__EXTRACTED TEXT__.
Monitoring and Getting Better
My diagnosis and initiation of insulin therapy were late for me, and I already had complications. Neuropathy in both my feet created a torturous sensation of hot spikes being driven through continuously. For eight months, nothing could touch my feet—no socks, no blanket, no shoes, no warmth or even a summer breeze.
This absurd pain kept me from walking and sleeping, and my helplessness turned into motivation. I completed the public “Diabetes Education” program that teaches carb counting and insulin dosing to react to a host of physiological events which are standard survival skills for any Type 1 diabetic. From the program, I learned that diabetes itself does not cause complications, but high blood glucose does. Even though they told me that chances of reversing neuropathy were slim, controlling glucose levels meant a possibility of improvement for me.
What the program failed to explain is the hormonal interactions between insulin and the female cycle—interactions so significant that they can upset glucose control and cause DKA or seizures. My diabetes educators advised that “females with Type 1 may experience fluctuations in their blood sugars before their periods,” but this was an oversimplification. They also suggested the Pill as a means to avoid cyclical fluctuations. They offered no directive on how to deal with this phenomenon naturally.
I continued to chart my cycle. When my ovulations returned after several months after I gained back my weight, I began experiencing severe low blood glucose levels during the latter part of my luteal phase that seemed to have no set pattern. Eventually, I had my first grand mal seizure from low blood glucose in my sleep. I began taking meticulous notes in my charts about insulin dosing in relation to my cycle days. I invested in a continuous glucose monitor which is a sensor that sits under the skin and reads glucose levels every five minutes. Over time, and on my own, I worked out four different insulin profiles for myself: one pre-ovulatory, one post-ovulatory, one premenstrual and one for during menses. The knowledge my body gave me via fertility signs, recorded in my charts, provided the game-changing information for me to fine-tune my diabetes treatment, and to virtually reverse my neuropathy over a period of two years.

__SUPPLIED ENTRIES__.
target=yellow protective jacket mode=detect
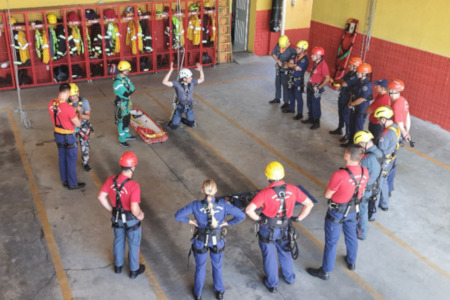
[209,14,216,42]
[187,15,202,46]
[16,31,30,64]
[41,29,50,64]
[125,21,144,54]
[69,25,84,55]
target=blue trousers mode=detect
...
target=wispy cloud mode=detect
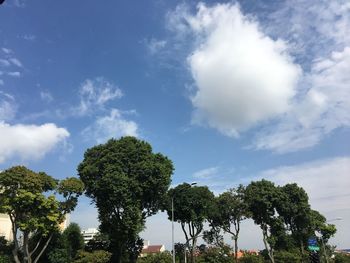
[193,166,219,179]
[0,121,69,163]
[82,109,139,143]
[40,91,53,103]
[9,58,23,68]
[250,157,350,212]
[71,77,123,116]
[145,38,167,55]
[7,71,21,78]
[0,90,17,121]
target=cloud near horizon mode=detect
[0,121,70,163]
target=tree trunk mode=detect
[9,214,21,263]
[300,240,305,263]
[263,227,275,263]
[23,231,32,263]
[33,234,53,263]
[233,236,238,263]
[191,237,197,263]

__PROBLEM 1__. List the four insulin profiles that the "Monitoring and Getting Better" text says were worked out.
__PROBLEM 2__. Extract the portion of the "Monitoring and Getting Better" text starting at "This absurd pain" and ending at "improvement for me.".

__RESPONSE 1__.
- Pre-ovulatory
- Post-ovulatory
- Premenstrual
- During menses

__RESPONSE 2__.
This absurd pain kept me from walking and sleeping, and my helplessness turned into motivation. I completed the public “Diabetes Education” program that teaches carb counting and insulin dosing to react to a host of physiological events which are standard survival skills for any Type 1 diabetic. From the program, I learned that diabetes itself does not cause complications, but high blood glucose does. Even though they told me that chances of reversing neuropathy were slim, controlling glucose levels meant a possibility of improvement for me.